#### TASK TO CARRY OUT:
Show all lines of the listing that contain the word "above".

#### SOURCE DATA:
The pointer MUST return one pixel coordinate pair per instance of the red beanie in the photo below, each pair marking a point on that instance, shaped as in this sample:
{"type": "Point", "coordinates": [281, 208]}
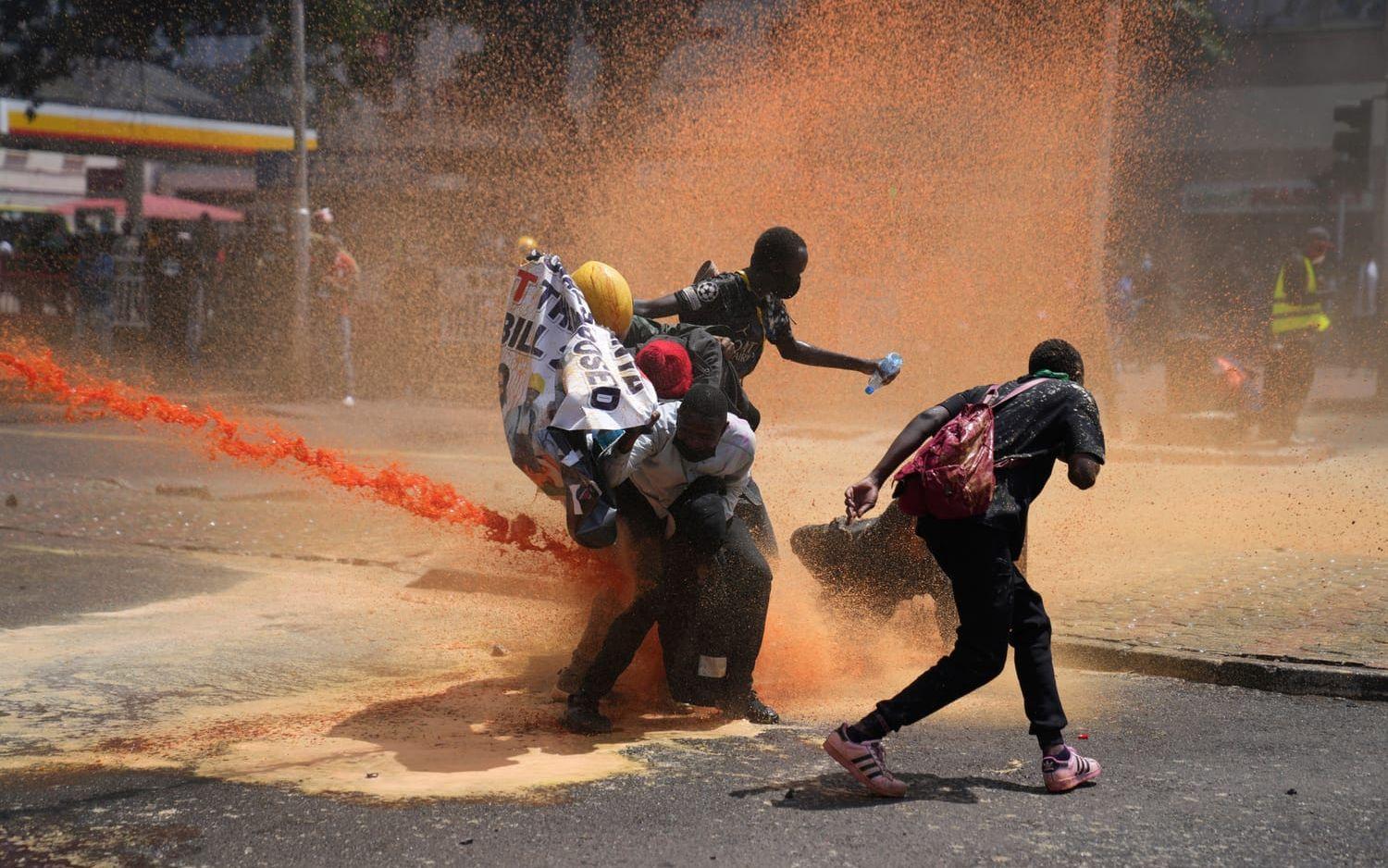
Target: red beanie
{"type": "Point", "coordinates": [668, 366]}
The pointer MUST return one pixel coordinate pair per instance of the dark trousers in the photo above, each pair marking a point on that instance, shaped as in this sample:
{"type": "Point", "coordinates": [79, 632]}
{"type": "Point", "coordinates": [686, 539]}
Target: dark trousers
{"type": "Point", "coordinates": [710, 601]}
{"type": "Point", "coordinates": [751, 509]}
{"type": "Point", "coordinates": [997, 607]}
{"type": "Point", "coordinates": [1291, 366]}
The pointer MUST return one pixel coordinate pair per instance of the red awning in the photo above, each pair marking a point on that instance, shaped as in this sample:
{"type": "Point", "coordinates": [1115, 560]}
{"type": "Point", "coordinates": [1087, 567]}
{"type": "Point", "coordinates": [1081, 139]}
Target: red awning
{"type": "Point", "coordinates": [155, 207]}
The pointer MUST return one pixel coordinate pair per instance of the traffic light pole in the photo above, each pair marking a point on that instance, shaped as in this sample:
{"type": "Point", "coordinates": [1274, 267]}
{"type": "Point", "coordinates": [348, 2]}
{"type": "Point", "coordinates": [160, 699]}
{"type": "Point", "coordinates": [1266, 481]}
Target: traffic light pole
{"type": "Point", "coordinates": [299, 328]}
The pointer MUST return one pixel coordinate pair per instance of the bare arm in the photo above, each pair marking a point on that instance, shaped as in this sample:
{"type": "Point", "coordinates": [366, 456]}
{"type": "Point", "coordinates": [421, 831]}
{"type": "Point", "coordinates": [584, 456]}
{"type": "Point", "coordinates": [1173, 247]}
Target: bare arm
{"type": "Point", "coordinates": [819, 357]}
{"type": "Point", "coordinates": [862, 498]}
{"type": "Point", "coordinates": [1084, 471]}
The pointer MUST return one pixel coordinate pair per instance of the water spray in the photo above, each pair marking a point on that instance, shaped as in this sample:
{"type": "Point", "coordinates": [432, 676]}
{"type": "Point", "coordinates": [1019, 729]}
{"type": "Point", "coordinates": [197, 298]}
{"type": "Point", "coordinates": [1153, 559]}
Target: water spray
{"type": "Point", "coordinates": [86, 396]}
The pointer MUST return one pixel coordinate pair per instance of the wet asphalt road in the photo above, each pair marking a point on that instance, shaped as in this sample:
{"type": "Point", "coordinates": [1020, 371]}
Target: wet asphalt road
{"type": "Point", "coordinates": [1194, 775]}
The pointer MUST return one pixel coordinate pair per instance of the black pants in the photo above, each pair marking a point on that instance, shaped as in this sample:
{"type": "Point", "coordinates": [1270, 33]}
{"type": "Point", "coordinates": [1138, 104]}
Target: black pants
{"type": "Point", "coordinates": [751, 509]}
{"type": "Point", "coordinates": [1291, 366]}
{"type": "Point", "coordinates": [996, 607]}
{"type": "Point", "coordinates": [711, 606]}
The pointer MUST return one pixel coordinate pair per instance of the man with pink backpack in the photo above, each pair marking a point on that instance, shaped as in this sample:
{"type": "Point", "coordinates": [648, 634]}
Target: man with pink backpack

...

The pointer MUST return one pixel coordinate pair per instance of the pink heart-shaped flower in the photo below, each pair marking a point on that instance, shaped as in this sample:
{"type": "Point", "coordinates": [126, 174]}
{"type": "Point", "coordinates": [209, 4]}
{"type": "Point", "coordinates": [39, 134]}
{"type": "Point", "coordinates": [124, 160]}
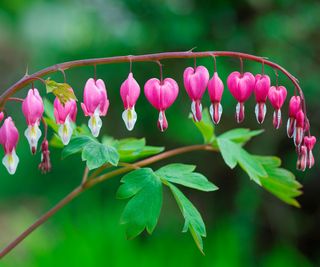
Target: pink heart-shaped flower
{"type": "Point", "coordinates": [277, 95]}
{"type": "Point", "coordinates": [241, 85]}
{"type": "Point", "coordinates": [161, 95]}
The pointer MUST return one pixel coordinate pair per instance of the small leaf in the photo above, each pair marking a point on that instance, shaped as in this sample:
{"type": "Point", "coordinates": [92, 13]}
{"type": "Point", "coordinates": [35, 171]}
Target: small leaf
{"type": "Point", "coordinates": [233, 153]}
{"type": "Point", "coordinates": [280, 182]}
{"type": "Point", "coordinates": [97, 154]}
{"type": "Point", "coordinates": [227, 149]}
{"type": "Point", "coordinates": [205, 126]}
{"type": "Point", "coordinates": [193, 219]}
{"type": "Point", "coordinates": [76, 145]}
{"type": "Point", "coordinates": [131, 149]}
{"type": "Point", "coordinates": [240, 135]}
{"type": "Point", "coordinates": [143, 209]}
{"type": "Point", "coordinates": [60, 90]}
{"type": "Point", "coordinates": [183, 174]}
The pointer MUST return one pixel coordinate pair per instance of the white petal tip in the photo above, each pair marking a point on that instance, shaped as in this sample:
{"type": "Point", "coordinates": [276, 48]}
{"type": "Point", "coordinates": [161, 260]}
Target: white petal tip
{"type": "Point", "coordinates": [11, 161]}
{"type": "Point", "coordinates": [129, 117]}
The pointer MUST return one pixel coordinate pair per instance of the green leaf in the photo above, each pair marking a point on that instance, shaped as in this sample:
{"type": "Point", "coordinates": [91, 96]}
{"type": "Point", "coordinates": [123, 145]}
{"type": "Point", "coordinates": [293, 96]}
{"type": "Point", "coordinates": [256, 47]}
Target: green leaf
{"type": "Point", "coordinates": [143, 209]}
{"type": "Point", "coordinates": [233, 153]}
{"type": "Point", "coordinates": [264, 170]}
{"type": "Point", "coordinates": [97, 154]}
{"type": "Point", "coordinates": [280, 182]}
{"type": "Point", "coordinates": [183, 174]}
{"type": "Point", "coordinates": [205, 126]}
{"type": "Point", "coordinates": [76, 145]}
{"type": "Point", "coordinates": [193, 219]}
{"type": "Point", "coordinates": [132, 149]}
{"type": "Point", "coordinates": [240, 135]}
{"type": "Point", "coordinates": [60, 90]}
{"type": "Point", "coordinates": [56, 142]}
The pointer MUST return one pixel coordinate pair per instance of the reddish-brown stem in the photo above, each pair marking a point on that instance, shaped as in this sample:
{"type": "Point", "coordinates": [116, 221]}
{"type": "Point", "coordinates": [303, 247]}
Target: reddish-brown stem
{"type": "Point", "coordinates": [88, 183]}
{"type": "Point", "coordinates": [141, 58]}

#### SOLUTION:
The pointer MUST return one pixel coordinate pair per instance of the dark trousers in the photo above, each pair marking a point on that instance, shaped as in this sample:
The pointer MUST return one pixel coordinate pair per instance of the red awning in the photo above, each pair marking a point on that instance, shaped as in this sample:
The pointer MUST return one pixel coordinate pair per instance of the traffic light pole in the photo above, each pair marking a point on that instance, shaped as in this sample:
The pointer MUST return one pixel coordinate pair per instance of the bare arm in the photo above, each pair marking a point on that instance, shaped as in this sample:
The pointer MUST return one pixel coordinate pair per instance of the water spray in the photo above, each pair marking a point on that instance, shaped as in this sample:
The pointer MUST return one pixel coordinate pair per instance of the wet asphalt road in the photo above, each pair marking a point on that instance, shaped as in this sample:
The pointer MUST return one pixel coordinate pair per instance of the black pants in the photo above, each pair marking a point on that instance, shaped as in this sample:
The pointer MUST return one pixel coordinate pair per instance of the man with pink backpack in the photo above, each pair marking a point on that instance, shaped as in this sample:
The pointer MUST return one pixel coordinate pair per instance of the small leaf in the photo above, each pair marking a point on that instance, shaped as in this sample:
The pointer MUST return one pixel coordinate pair per instance of the white petal tip in the photo above, each pair marking a point on that instance, shaped as in this sample:
The pointer MUST return one pixel coordinate pair per instance of the green leaf in the photo above, each pair marking a point on that instance, shaped as in this sample:
The pointer MUST return one pixel coordinate pair per instance of the reddish-brown stem in the photo above, each pair marking a point on that instance, shaped as in this sample:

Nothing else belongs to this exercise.